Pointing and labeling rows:
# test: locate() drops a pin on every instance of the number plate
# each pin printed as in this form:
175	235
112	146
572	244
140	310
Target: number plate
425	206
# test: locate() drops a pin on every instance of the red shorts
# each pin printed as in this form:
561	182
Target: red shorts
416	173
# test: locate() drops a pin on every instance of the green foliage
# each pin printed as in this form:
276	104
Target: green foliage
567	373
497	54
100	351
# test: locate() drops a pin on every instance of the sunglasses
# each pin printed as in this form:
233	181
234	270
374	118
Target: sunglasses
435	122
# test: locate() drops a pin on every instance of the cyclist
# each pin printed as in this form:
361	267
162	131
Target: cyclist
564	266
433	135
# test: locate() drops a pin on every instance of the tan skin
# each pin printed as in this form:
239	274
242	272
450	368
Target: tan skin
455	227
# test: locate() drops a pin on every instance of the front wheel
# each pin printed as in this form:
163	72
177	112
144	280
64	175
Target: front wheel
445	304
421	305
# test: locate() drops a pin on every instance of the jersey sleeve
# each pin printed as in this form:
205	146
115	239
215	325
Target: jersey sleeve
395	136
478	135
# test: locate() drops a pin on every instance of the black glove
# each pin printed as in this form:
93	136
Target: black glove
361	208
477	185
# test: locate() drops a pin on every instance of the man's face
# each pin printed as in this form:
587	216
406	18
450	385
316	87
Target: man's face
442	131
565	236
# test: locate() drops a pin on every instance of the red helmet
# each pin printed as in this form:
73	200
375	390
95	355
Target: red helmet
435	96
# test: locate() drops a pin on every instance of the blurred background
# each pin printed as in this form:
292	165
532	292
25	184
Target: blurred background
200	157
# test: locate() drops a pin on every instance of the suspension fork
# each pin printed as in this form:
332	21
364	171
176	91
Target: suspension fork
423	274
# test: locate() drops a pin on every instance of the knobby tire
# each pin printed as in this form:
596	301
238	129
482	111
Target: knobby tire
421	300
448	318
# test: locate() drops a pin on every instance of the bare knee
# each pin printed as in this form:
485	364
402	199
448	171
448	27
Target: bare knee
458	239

Prompt
Rewrite all the rows above, swapping "drops a pin on" for "places a marker on" and leaving everything else the same.

Correct answer
# test: locate() places a marker on every instance of the number plate
# each pin printed as in this form:
175	235
112	146
572	244
140	310
Target: number plate
425	206
# test: locate() places a marker on every instance of the red shorts
# each pin printed as in this form:
561	182
Target: red shorts
416	173
# test: locate() places a marker on every instance of the green foliage
# each pin printed as in this form:
276	104
Target: green foliage
567	373
497	54
100	351
# test: locate() places a marker on every instance of the sunglasses
# each pin printed as in this form:
233	181
234	270
374	118
Target: sunglasses
435	122
# test: locate() places a marker on every instance of the cyclist
# each pin printed as in this form:
361	267
162	131
Target: cyclist
564	266
433	135
# test: locate() places a marker on every instance of the tan skin
# each pin printed as in this form:
239	274
242	272
450	368
Target: tan skin
455	227
# test: locate() places a marker on every instance of the front wheel
# each pin printed as in this form:
163	72
177	112
144	280
64	175
Target: front wheel
445	304
421	305
# test: locate() places a marker on every instance of the jersey sleeve
# each pin printed as in this form:
205	146
115	239
215	325
Target: jersey sleeve
395	136
478	135
# test: locate() places a marker on every instance of the black glove
# each pin printed as in this form:
93	136
Target: black glove
361	208
477	185
# test: locate() places a marker on every instance of the man's face
# each pin printed as in this form:
587	216
406	18
450	385
316	87
Target: man's face
442	131
565	236
# test: locate() places a marker on every instance of the red helmet
# each pin printed as in this form:
73	200
375	390
95	355
Target: red helmet
435	96
# test: locate() places a marker on every instance of the blurred background
# each pin printed as in this form:
292	165
532	292
25	184
Target: blurred background
200	157
# test: locate() places a marker on every instance of the suspension fork
# each pin printed as in this form:
332	21
364	171
176	91
Target: suspension fork
423	274
# test: locate() places a marker on every instance of the knobby tire
# each pin printed as in this form:
596	301
238	129
482	111
Target: knobby tire
421	300
448	318
# test: locate() places a marker on every instance of the bare knee
# each pin printed as in this form:
485	364
402	199
448	171
448	27
Target: bare knee
458	239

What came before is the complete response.